EXERCISE MATERIAL below:

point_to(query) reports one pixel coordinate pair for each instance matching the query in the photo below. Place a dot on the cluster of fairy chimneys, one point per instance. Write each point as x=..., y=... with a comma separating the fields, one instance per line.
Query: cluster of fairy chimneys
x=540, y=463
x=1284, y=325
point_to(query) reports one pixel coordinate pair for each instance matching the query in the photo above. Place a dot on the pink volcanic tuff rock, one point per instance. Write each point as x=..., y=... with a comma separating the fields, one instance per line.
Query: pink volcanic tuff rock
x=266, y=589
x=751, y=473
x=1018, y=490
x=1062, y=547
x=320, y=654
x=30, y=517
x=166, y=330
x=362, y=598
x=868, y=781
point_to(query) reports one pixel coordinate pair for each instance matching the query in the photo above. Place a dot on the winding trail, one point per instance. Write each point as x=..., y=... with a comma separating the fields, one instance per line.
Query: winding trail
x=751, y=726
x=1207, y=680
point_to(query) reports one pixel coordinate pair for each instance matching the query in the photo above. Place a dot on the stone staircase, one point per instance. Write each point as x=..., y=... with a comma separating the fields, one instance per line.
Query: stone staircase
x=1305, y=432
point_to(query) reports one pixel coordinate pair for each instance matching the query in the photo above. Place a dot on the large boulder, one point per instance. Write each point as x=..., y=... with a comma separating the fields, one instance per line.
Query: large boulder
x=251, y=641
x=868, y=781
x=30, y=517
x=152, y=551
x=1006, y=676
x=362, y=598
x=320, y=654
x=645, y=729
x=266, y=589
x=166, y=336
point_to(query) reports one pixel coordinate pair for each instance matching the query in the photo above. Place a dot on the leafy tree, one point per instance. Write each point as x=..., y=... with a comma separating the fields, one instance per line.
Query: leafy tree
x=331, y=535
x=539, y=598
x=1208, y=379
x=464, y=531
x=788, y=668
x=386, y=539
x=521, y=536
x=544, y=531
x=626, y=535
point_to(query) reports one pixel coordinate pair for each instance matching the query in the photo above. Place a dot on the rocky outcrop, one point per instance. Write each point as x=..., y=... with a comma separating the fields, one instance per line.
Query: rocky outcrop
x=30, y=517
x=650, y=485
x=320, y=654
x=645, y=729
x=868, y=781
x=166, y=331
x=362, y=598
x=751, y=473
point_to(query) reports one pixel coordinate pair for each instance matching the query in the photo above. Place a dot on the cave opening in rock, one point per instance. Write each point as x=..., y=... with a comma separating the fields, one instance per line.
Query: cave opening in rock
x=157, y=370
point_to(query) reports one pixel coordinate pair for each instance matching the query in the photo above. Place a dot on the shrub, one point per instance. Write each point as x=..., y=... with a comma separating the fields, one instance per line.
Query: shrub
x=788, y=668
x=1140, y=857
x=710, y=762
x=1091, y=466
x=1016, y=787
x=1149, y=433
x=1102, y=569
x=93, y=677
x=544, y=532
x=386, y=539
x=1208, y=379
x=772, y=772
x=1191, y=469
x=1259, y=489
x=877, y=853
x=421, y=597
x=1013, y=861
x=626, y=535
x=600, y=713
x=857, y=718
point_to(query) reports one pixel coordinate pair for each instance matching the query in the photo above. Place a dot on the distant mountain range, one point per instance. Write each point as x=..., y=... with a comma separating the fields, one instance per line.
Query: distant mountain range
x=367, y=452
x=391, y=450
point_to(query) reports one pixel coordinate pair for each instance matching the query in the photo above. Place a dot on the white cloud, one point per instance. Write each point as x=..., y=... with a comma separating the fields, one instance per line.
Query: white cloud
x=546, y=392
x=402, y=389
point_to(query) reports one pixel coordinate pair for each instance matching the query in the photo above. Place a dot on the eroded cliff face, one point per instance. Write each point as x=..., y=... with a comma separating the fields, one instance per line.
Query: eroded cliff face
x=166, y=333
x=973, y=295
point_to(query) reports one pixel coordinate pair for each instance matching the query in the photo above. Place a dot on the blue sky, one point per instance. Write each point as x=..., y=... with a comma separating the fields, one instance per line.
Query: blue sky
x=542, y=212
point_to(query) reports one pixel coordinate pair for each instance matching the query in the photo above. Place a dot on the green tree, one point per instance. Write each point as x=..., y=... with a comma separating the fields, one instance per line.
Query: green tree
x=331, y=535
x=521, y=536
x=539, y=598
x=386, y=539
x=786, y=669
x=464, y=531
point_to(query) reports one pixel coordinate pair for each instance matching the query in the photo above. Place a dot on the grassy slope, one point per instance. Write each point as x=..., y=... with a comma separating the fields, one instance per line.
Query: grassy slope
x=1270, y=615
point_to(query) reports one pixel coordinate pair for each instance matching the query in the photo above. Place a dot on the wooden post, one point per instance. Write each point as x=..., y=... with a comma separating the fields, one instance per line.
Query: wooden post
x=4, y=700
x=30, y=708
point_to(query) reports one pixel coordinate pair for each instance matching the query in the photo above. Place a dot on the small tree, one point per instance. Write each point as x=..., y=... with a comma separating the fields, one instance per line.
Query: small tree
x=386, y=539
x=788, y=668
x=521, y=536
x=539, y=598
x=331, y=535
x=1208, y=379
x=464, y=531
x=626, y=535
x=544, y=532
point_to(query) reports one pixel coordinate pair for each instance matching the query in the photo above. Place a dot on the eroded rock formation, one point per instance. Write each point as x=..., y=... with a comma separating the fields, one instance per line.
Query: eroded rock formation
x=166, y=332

End of EXERCISE MATERIAL.

▶ YOUR OBJECTIVE
The lines above from the one containing "Query: shrub" through the one containing "the eroded cliff" are to be set down exactly, and no others.

▶ OUTPUT FOR THIS TASK
Query: shrub
x=788, y=668
x=1140, y=857
x=710, y=762
x=1091, y=466
x=1016, y=787
x=1149, y=433
x=1102, y=569
x=93, y=677
x=544, y=532
x=386, y=539
x=1208, y=379
x=772, y=772
x=1191, y=469
x=1259, y=489
x=877, y=853
x=421, y=597
x=1013, y=861
x=626, y=535
x=600, y=713
x=857, y=718
point_to(query) reports one pixel coordinate pair for each instance matching the query in the photo above. Place a dot on the distant mountain range, one point per instance. Write each point as x=..., y=... with a comma separating the fields, one instance per line.
Query: distant mountain range
x=367, y=452
x=391, y=450
point_to(query) reports one pixel coordinate pair for each instance matching the query in the photo above. Place a dot on the white cloud, one point per instance. Write each point as x=..., y=... with a comma separating the fields, one instance per line.
Query: white cloud
x=546, y=392
x=402, y=389
point_to(query) reports one pixel coordinate pair for each instance matching the query in the photo above. Place a dot on the eroded cliff face, one point per instance. Write each point as x=..., y=... with a comma separating the fields, one instance per line.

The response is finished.